What you are asked to do:
Can you reproduce the listing below word for word, leaving out the pictures?

[Some listings]
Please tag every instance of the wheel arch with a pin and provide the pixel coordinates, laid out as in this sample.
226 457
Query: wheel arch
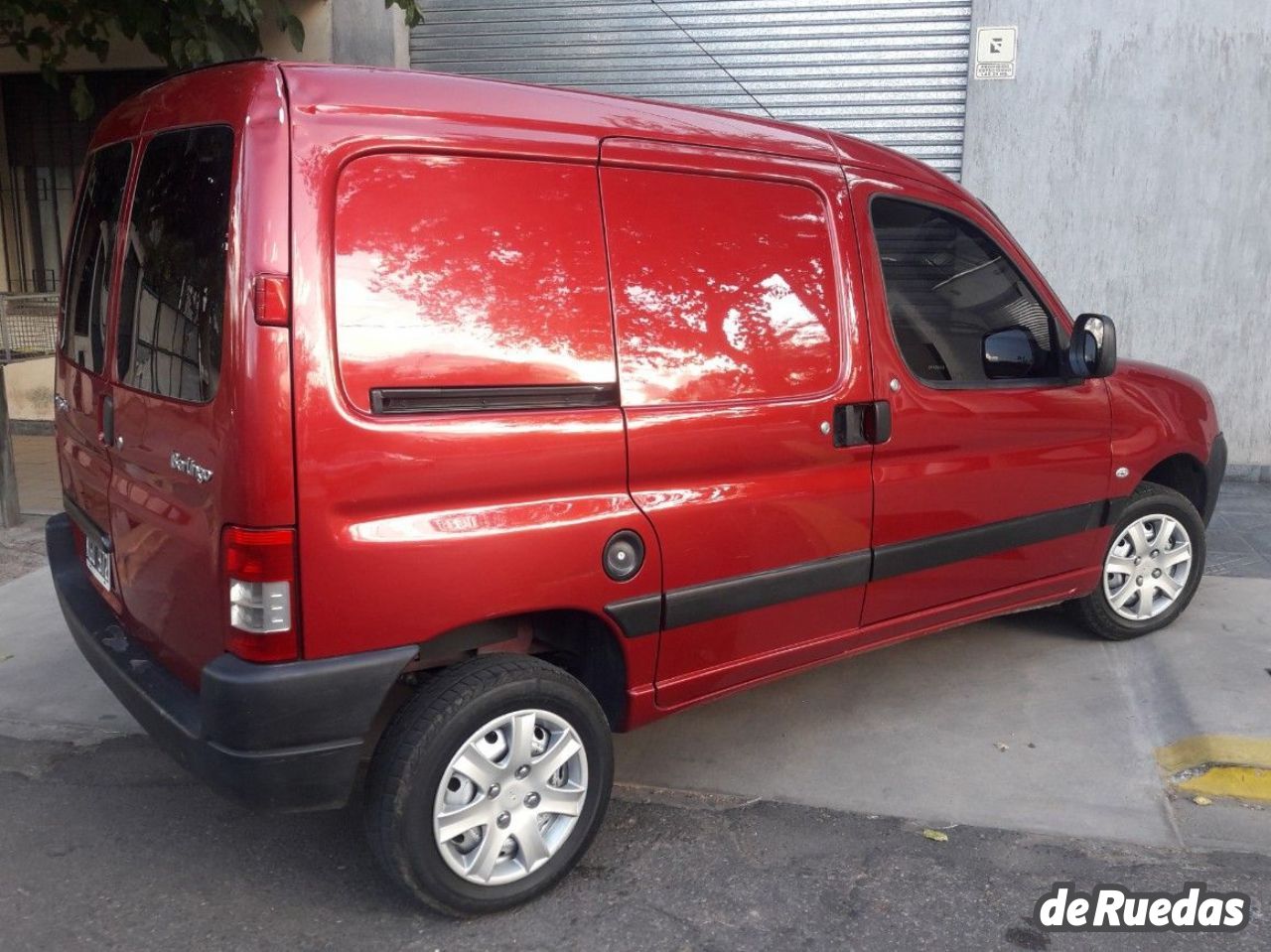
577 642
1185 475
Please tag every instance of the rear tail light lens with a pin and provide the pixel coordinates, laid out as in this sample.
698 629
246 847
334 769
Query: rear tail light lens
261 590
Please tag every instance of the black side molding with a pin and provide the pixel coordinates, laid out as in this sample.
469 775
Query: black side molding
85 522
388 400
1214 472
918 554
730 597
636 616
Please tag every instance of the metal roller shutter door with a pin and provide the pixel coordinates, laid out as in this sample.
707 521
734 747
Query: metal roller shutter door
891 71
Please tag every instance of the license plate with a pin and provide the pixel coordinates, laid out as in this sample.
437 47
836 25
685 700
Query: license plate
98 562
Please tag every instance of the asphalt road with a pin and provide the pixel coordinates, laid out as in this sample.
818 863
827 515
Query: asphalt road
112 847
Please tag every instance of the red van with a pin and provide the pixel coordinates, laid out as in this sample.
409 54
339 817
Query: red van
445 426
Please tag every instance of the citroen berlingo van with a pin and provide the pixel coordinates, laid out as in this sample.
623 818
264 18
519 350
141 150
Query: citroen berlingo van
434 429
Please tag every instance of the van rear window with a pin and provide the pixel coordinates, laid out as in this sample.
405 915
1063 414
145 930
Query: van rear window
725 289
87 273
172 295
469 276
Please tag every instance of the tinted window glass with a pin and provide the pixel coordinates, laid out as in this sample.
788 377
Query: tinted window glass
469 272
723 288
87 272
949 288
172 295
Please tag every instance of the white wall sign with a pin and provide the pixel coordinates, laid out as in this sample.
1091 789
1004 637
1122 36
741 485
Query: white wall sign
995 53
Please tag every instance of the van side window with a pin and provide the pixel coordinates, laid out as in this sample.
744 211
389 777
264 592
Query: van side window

Answer to the task:
Please tag every instance of the wheel arch with a pin and provide the pixel coordinates, laid out as in this sample.
226 457
Query: wheel arch
577 642
1185 475
Please tag every instance of the rear tail light lens with a pin and provide the pixel coordinates, laid out as in this sample.
698 629
246 847
334 769
Query: rear tail light lens
261 590
Please tag every instance of the black side molding with a pin and provide the pixel coordinates, laid out as in this sample.
469 775
Query: black side molding
85 522
388 400
1214 472
918 554
730 597
636 616
Please tag every instance of the metal roller shutter door with a pin and provide the pixel coordinates, laid out as in this sample.
707 521
734 747
Query: metal roller shutter door
891 71
Please tag every instance of the license plate with a pin and provide the pixel coordinates, laid out as in this sample.
437 47
836 25
685 700
Query: license plate
98 562
Please tag every instance of the asphalt road with a pin and provide the pixel coordinates, laid out as in this sample.
818 863
827 515
Query: asphalt road
112 847
Please tag every instance of the red van with a pin and provide the pixel coordinates, laid out as in this sample.
409 54
339 817
Query: red van
445 426
Please tag every instance of the citroen berlingo van with a pin and provide the pixel coordinates, laid out as in this sample.
623 818
264 18
519 350
141 150
Query: citroen berlingo van
434 429
Please tag every instance of the van rear window with a pin and provide the pixel coordinates, laid out as in this sample.
405 915
1063 414
145 930
Query: van rear window
725 289
87 273
172 295
469 276
Please tag every instance of the tinted window glass with a pin and provide the pixel coordinates, laid out as in this sample.
788 377
Query: tinted window glass
469 272
723 288
87 272
949 288
172 295
Please tag every instance of the white wall sign with a pin and provide the pixel coordinates, laid out as in this sample.
1091 789
1004 637
1122 36
741 485
Query: white wall sign
995 53
Please tag every instance of the van side window with a pin and provide the pixel coordinates, laid out as in this sample.
744 211
389 777
264 592
Query: van side window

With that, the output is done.